[Exercise brief]: Leaving the pictures aside, transcribe the data below exactly.

[Data for the task]:

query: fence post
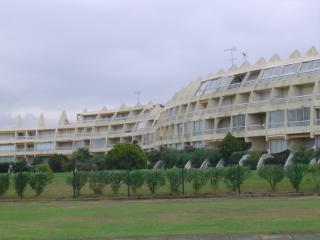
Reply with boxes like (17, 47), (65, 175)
(237, 163), (241, 195)
(127, 169), (130, 197)
(181, 168), (185, 195)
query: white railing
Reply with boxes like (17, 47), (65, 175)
(232, 126), (245, 132)
(269, 122), (285, 128)
(247, 124), (265, 131)
(287, 120), (310, 127)
(228, 82), (241, 89)
(216, 127), (230, 133)
(289, 95), (312, 102)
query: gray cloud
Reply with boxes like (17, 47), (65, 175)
(0, 0), (319, 127)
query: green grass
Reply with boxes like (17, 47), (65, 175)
(0, 197), (320, 239)
(0, 171), (318, 200)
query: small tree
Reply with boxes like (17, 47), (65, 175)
(106, 171), (124, 195)
(186, 169), (207, 193)
(124, 170), (145, 195)
(32, 156), (44, 166)
(144, 170), (166, 195)
(29, 172), (54, 196)
(72, 148), (93, 171)
(309, 165), (320, 192)
(206, 168), (223, 194)
(48, 154), (69, 172)
(292, 145), (313, 164)
(206, 149), (221, 166)
(223, 166), (250, 193)
(105, 143), (147, 170)
(190, 149), (207, 168)
(91, 154), (106, 171)
(0, 174), (10, 197)
(14, 172), (30, 199)
(258, 165), (285, 192)
(67, 171), (88, 197)
(218, 133), (245, 165)
(161, 148), (179, 168)
(88, 171), (107, 194)
(285, 164), (308, 193)
(166, 169), (181, 194)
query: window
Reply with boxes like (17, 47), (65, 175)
(136, 121), (145, 130)
(0, 156), (15, 163)
(177, 123), (183, 136)
(269, 139), (287, 154)
(315, 136), (320, 148)
(0, 144), (15, 152)
(91, 139), (106, 148)
(74, 141), (83, 148)
(300, 60), (320, 73)
(193, 120), (203, 135)
(192, 141), (203, 149)
(261, 67), (281, 79)
(281, 63), (298, 76)
(36, 142), (54, 151)
(232, 114), (245, 130)
(176, 143), (184, 150)
(287, 107), (310, 127)
(269, 110), (285, 128)
(194, 77), (231, 97)
(246, 71), (260, 81)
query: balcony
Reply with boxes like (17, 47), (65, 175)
(216, 127), (230, 133)
(247, 124), (265, 131)
(56, 146), (73, 151)
(232, 126), (245, 132)
(242, 80), (256, 87)
(271, 98), (287, 104)
(287, 120), (310, 127)
(269, 122), (285, 128)
(228, 82), (241, 89)
(289, 95), (312, 102)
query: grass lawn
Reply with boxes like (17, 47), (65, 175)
(0, 197), (320, 240)
(0, 171), (318, 200)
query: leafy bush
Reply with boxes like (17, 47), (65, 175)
(32, 156), (45, 166)
(48, 154), (69, 172)
(258, 165), (285, 192)
(186, 169), (207, 193)
(206, 168), (223, 194)
(105, 143), (147, 170)
(91, 155), (106, 171)
(14, 172), (30, 199)
(285, 164), (308, 193)
(106, 171), (124, 195)
(35, 164), (52, 172)
(176, 151), (192, 168)
(144, 170), (166, 194)
(309, 165), (320, 192)
(72, 148), (93, 171)
(125, 170), (145, 195)
(166, 169), (181, 194)
(146, 150), (162, 168)
(223, 166), (250, 193)
(29, 172), (54, 196)
(265, 150), (290, 165)
(0, 174), (10, 196)
(229, 151), (248, 164)
(88, 171), (107, 194)
(206, 149), (221, 166)
(292, 145), (313, 164)
(67, 171), (88, 197)
(14, 160), (31, 172)
(190, 149), (207, 168)
(244, 150), (265, 170)
(218, 133), (246, 165)
(161, 149), (179, 168)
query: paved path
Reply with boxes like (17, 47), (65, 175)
(115, 233), (320, 240)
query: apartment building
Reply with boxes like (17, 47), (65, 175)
(0, 47), (320, 163)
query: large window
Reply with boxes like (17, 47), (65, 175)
(192, 141), (203, 149)
(135, 121), (145, 131)
(36, 142), (54, 151)
(287, 107), (310, 127)
(315, 136), (320, 148)
(281, 63), (299, 76)
(0, 156), (15, 163)
(269, 139), (287, 154)
(269, 110), (285, 128)
(261, 66), (281, 79)
(232, 114), (245, 130)
(176, 123), (183, 136)
(0, 144), (15, 152)
(195, 77), (231, 97)
(193, 120), (203, 135)
(91, 139), (106, 148)
(300, 60), (320, 73)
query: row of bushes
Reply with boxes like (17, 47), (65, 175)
(1, 164), (320, 199)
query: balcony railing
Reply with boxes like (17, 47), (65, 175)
(232, 126), (245, 132)
(287, 120), (310, 127)
(228, 82), (241, 89)
(269, 122), (285, 128)
(216, 127), (230, 133)
(247, 124), (265, 131)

[Task result]:
query: fence post
Reply with boxes like (17, 47), (65, 175)
(237, 163), (241, 195)
(127, 169), (130, 197)
(181, 168), (185, 195)
query: white railing
Reply with boxes like (17, 47), (65, 175)
(232, 126), (245, 132)
(269, 122), (285, 128)
(247, 124), (265, 131)
(287, 120), (310, 127)
(228, 82), (241, 89)
(216, 127), (230, 133)
(289, 95), (312, 102)
query: gray cloud
Reply with boxes like (17, 47), (65, 175)
(0, 0), (319, 127)
query: green grass
Reply with boxes like (17, 47), (65, 175)
(0, 197), (320, 239)
(0, 171), (318, 200)
query: small tree
Reply with boxes like (17, 47), (65, 175)
(106, 171), (124, 195)
(186, 169), (207, 193)
(124, 170), (145, 195)
(32, 156), (44, 166)
(144, 170), (166, 195)
(29, 172), (54, 196)
(72, 148), (93, 171)
(309, 165), (320, 192)
(206, 168), (223, 194)
(48, 154), (69, 172)
(292, 145), (313, 164)
(206, 149), (221, 166)
(223, 166), (250, 193)
(105, 143), (147, 170)
(190, 149), (207, 168)
(91, 154), (106, 171)
(0, 174), (10, 197)
(14, 172), (30, 199)
(258, 165), (285, 192)
(67, 171), (88, 197)
(218, 133), (245, 165)
(161, 148), (179, 168)
(88, 171), (107, 194)
(285, 164), (308, 193)
(166, 169), (181, 194)
query: window
Reply with boxes like (17, 47), (65, 175)
(136, 121), (145, 130)
(0, 156), (15, 163)
(177, 123), (183, 136)
(269, 139), (287, 154)
(315, 136), (320, 148)
(0, 144), (15, 152)
(91, 139), (106, 148)
(74, 141), (83, 148)
(300, 60), (320, 73)
(193, 120), (203, 135)
(192, 141), (203, 149)
(261, 67), (281, 79)
(281, 63), (298, 76)
(36, 142), (54, 151)
(232, 114), (245, 130)
(176, 143), (184, 150)
(287, 107), (310, 127)
(269, 110), (285, 128)
(194, 77), (231, 97)
(246, 71), (260, 81)
query: balcony
Reply with boxes like (17, 47), (65, 175)
(216, 127), (230, 133)
(247, 124), (265, 131)
(56, 146), (73, 151)
(232, 126), (245, 132)
(242, 80), (256, 87)
(271, 98), (287, 104)
(287, 120), (310, 127)
(269, 122), (285, 128)
(228, 82), (241, 89)
(289, 95), (312, 102)
query: grass lawn
Reply with boxes like (17, 47), (65, 175)
(0, 197), (320, 240)
(0, 171), (318, 200)
query: leafy bush
Reply with boxes like (17, 47), (65, 175)
(32, 156), (45, 166)
(48, 154), (69, 172)
(258, 165), (285, 192)
(186, 169), (207, 193)
(206, 168), (223, 194)
(105, 143), (147, 170)
(91, 155), (106, 171)
(14, 172), (30, 199)
(285, 164), (308, 193)
(106, 171), (124, 195)
(35, 164), (52, 172)
(176, 151), (192, 168)
(144, 170), (166, 194)
(309, 165), (320, 192)
(72, 148), (93, 171)
(125, 170), (145, 195)
(166, 169), (181, 194)
(146, 150), (162, 168)
(223, 166), (250, 193)
(29, 172), (54, 196)
(265, 150), (290, 165)
(0, 174), (10, 196)
(229, 151), (248, 164)
(88, 171), (107, 194)
(206, 149), (221, 166)
(292, 145), (313, 164)
(67, 171), (88, 197)
(14, 160), (31, 172)
(190, 149), (207, 168)
(244, 150), (265, 170)
(218, 133), (246, 165)
(161, 149), (179, 168)
query: paved path
Reply with boxes like (17, 47), (65, 175)
(115, 233), (320, 240)
query: apartment building
Reply with boxes like (17, 47), (65, 175)
(0, 47), (320, 163)
query: large window
Reply with boxes like (17, 47), (65, 175)
(192, 141), (203, 149)
(135, 121), (145, 131)
(36, 142), (54, 151)
(287, 107), (310, 127)
(315, 136), (320, 148)
(281, 63), (299, 76)
(0, 156), (15, 163)
(269, 139), (287, 154)
(269, 110), (285, 128)
(261, 66), (281, 79)
(232, 114), (245, 130)
(176, 123), (183, 136)
(0, 144), (15, 152)
(195, 77), (231, 97)
(193, 120), (203, 135)
(91, 139), (106, 148)
(300, 60), (320, 73)
query: row of bushes
Reply with boxes like (17, 47), (65, 175)
(1, 164), (320, 199)
query: balcony railing
Reply with boxes like (17, 47), (65, 175)
(232, 126), (245, 132)
(287, 120), (310, 127)
(228, 82), (241, 89)
(269, 122), (285, 128)
(216, 127), (230, 133)
(247, 124), (265, 131)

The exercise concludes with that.